● FRAGMENTO DEL TEXTO:
□ □ □ □ □
Sources: Judith Gociol and Diego Rosemberg, La historieta argentina. Una historia . Ed. De la Flor; Carlos G. Landa and Julio César Spota, Trazos fronterizos, at http://www.gazeta-antropologia.es/?p=1477.
Editorial El Ateneo se enorgullece en presentar Conozcamos lo nuestro, de Enrique Rapela.
Los textos, originalmente aparecidos en tres fascículos, han sido organizados en capítulos y partes temáticas. Hemos sido extremadamente respetuosos de su estilo, conservando su minuciosidad a la hora de describir cada nudo, los juegos tradicionales, la variedad en el color de pelo de los caballos.
Magistral dibujante, sus ilustraciones son una parte indisoluble del texto, con el que conforman una obra única. Las imágenes fueron tratadas de manera de limpiar las manchas que el tiempo pudo ocasionar en ellas, para devolverlas prístinas a ojos del lector. Para ello, se las escaneó de los originales, se limpiaron con Photoshop® hasta que quedaron sin moiré, para luego pasarlas a vector en Illustrator®. Esto permitió mostrarlas en el tamaño deseado sin perder ni un ápice de calidad.
Editorial El Ateneo is proud to present The Gaucho’s Heritage, by Enrique Rapela.
The texts, originally published in three installments, have been organized in chapters and subject parts. We have been extremely respectful of his style, preserving his thoroughness when he describes each knot, the traditional games, the variety of the coat color of the horses.
□ □ □ □ □
● DATOS:
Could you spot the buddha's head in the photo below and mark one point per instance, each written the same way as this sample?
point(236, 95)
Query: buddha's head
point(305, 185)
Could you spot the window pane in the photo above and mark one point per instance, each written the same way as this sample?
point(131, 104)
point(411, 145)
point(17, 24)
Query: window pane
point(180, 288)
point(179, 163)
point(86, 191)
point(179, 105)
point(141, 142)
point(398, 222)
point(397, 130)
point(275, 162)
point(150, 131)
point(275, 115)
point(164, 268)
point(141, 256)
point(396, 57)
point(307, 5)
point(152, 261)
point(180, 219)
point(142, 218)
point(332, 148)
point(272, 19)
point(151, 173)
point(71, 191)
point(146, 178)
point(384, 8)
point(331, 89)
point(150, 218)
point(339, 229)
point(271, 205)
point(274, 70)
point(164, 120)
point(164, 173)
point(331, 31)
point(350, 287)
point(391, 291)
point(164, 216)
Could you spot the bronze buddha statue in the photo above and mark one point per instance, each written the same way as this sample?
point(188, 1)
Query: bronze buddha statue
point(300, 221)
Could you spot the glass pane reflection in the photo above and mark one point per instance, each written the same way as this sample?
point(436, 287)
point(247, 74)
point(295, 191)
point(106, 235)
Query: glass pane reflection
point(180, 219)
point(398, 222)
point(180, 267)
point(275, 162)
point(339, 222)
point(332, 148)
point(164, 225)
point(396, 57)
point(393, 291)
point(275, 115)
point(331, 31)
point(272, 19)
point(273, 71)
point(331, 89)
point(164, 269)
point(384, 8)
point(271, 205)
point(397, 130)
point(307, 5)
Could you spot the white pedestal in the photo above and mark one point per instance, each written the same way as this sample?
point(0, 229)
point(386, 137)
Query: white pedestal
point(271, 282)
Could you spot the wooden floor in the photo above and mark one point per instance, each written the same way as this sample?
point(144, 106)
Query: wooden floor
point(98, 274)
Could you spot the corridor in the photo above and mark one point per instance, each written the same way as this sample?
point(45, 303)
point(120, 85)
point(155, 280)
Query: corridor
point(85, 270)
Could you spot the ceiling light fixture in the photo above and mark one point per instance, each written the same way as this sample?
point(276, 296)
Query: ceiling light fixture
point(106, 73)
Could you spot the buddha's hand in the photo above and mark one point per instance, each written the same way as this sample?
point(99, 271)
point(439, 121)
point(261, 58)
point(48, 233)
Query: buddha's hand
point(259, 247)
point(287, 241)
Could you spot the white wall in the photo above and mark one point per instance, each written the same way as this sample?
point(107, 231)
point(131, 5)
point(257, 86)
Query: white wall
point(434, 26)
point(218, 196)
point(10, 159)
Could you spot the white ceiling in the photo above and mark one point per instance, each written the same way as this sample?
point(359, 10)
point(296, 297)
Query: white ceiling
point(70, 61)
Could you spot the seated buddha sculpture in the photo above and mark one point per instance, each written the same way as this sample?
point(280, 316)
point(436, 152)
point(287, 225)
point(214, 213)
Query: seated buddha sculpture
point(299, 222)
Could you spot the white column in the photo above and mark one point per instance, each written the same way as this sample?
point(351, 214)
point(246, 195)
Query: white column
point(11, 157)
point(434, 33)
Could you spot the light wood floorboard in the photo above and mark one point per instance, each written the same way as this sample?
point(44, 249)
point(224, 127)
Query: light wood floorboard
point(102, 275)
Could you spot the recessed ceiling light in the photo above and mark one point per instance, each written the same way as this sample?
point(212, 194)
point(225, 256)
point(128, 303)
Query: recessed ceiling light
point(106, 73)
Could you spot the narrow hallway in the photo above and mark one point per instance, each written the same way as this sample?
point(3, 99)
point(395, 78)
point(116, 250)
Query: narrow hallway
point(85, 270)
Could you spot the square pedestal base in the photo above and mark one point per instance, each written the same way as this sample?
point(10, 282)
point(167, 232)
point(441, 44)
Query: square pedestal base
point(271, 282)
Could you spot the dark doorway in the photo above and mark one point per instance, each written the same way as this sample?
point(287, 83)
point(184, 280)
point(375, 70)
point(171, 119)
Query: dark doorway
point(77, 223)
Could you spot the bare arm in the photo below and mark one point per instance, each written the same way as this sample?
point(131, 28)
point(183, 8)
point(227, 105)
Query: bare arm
□ □ □ □ □
● TAREA: Copia del texto sobre la obra de Enrique Rapela el pasaje que comienza en "The texts, originally" y termina en "of the horses.".

● RESPUESTA:
The texts, originally published in three installments, have been organized in chapters and subject parts. We have been extremely respectful of his style, preserving his thoroughness when he describes each knot, the traditional games, the variety of the coat color of the horses.